## STATED PROBLEM 1
Answer these questions from the abstract:
(a) Which two manufacturing processes does the study compare?
(b) What percentages of rice husk and recycled polypropylene make up the composite?
(c) Which sustainable development goal is singled out by number?

## EXCERPT
2026 AIP Conference Proceedings Vol. 3462 Issue 1 Conference paper Cited by 0 Quartile

Abstract

The manufacturing process is one of the crucial elements that affect the mechanical performance of the biocomposite. The current comparative study was conducted to evaluate the mechanical performance of biocomposites manufactured via two different processes, which are compression moulding (CM) and injection moulding (IM). A combination of 20% rice husk (RH) and 80% recycled polypropylene (RPP) was prepared and tested for tensile and flexural to evaluate the mechanical performance of the composites. Additionally, morphological examinations were carried out utilizing a scanning electron microscope (SEM) to validate the results. The findings reveal that injection moulding yields superior mechanical properties to compression moulding. The IM samples present higher tensile and flexural results with 21.82MPa and 37.61MPa, respectively. In addition, the morphology analysis also reveals that the IM sample produces better interfacial adhesion between filler and matrix compared to the CM sample. Therefore, the findings from the present study summarized that the IM process had great potential in producing competitive, eco-friendly RH-RPP biocomposites for engineering applications. In addition, the study offers insightful information on the influence of manufacturing processes on the performance of RH-RPP composites, offering guidance for optimizing production techniques to enhance mechanical properties. It is expected to be able to create potential alternatives for conventional polymers for various applications, thereby contributing to sustainable development efforts in line with the sustainable development goals (SDGs), especially SDG 11 sustainable cities and communities. © 2026 Author(s).

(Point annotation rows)
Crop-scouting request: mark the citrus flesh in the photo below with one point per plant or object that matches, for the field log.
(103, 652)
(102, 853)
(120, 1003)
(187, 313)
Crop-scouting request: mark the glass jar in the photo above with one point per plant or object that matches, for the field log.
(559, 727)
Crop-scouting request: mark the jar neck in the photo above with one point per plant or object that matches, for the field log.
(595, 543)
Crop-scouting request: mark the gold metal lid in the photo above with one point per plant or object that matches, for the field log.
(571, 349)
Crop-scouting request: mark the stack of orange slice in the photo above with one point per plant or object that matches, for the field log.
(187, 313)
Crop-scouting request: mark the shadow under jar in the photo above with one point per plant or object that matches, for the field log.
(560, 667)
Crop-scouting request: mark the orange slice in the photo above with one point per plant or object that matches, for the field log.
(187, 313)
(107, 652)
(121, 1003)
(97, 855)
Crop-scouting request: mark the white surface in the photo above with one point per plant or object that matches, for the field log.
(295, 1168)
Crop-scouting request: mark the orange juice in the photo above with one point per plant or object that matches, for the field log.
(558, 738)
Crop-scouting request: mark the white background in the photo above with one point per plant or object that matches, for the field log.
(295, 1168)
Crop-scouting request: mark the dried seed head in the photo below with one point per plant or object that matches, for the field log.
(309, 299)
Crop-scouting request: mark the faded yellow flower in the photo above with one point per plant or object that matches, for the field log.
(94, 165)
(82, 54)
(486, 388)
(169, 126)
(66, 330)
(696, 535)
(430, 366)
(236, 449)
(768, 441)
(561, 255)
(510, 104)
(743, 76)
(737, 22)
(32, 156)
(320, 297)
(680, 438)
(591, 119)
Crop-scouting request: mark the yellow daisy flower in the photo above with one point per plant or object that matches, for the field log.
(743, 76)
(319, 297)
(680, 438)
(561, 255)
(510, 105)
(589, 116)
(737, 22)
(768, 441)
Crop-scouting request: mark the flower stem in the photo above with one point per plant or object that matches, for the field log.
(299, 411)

## STATED PROBLEM 2
Count the lines in the rows above that contain the string "slice". Give only the number.

## ANSWER 1
(a) Compression moulding (CM) and injection moulding (IM).
(b) 20% rice husk and 80% recycled polypropylene.
(c) SDG 11, sustainable cities and communities.

## ANSWER 2
2